→ **WHAT YOU WILL DO**
Exclude the images and transcribe the entries below precisely.

→ **DATA FOR PROCESSING**

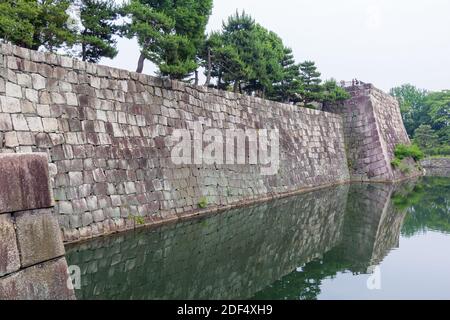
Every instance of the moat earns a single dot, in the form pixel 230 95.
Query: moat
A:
pixel 358 241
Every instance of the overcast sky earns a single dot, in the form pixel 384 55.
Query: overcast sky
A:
pixel 385 42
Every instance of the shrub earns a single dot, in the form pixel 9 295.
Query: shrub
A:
pixel 403 151
pixel 396 162
pixel 439 151
pixel 203 202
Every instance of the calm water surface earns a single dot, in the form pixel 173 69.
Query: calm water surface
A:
pixel 363 241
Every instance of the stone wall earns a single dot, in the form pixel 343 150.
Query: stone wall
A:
pixel 439 167
pixel 108 136
pixel 107 133
pixel 32 262
pixel 244 251
pixel 373 127
pixel 225 256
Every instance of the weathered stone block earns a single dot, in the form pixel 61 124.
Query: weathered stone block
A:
pixel 19 122
pixel 39 82
pixel 11 139
pixel 46 281
pixel 9 254
pixel 10 105
pixel 13 90
pixel 39 236
pixel 24 182
pixel 5 122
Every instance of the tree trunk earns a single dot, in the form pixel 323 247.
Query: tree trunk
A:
pixel 236 86
pixel 83 51
pixel 208 75
pixel 140 67
pixel 219 80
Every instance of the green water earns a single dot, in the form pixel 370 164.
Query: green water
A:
pixel 359 241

→ **TASK ANSWER**
Every instance of the moat earns a single dot, in the form pixel 230 95.
Query: moat
A:
pixel 358 241
Every instance of the overcast sky earns a single dot, in the form pixel 384 55.
Query: overcast sky
A:
pixel 385 42
Every instance of the shrub earns a single dot, in the form pixel 9 295.
Query: shrub
A:
pixel 403 151
pixel 396 162
pixel 439 151
pixel 203 202
Every instance of the calm water surface earns a single dot, in the form pixel 173 69.
Query: calm water surface
A:
pixel 363 241
Every instance of the stone wall earns a single dot, in the form pixel 343 150.
Query: stone wall
A:
pixel 439 167
pixel 108 136
pixel 107 133
pixel 32 262
pixel 244 251
pixel 373 127
pixel 225 256
Every instance of the weathered stone block earns a single dot, in the form pixel 61 124.
Query: weathered stone block
A:
pixel 19 122
pixel 39 82
pixel 11 139
pixel 46 281
pixel 9 254
pixel 10 105
pixel 13 90
pixel 39 236
pixel 24 182
pixel 5 122
Every instance of the tree trunk earns a single dot, in the form pixel 323 247.
Query: tree trunk
A:
pixel 236 86
pixel 83 51
pixel 208 75
pixel 140 67
pixel 219 80
Every instance of the green water earns a single dot, in the form pixel 370 164.
Query: green water
A:
pixel 359 241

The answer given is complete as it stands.